THE DATA: Begin
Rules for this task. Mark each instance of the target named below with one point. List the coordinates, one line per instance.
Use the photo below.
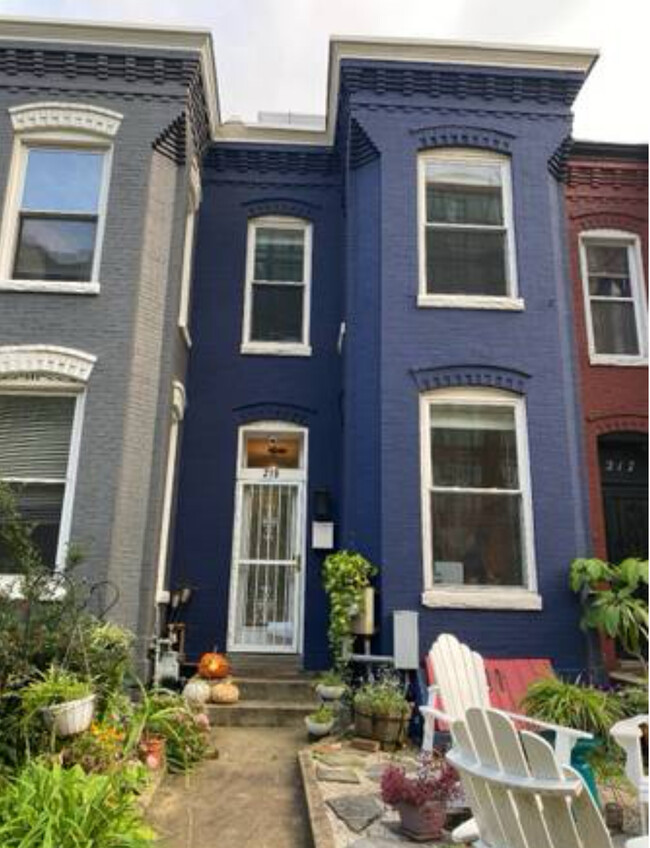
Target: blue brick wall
(362, 408)
(227, 389)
THE DATA: End
ACTION ITEM: Copy out every entry exactly as written, but not the pictures.

RESULT:
Rules for this task. Mark each instance of the target named below with one point. List the coordinates, one line per instance.
Use the photo below.
Target: blue brick wall
(362, 408)
(227, 389)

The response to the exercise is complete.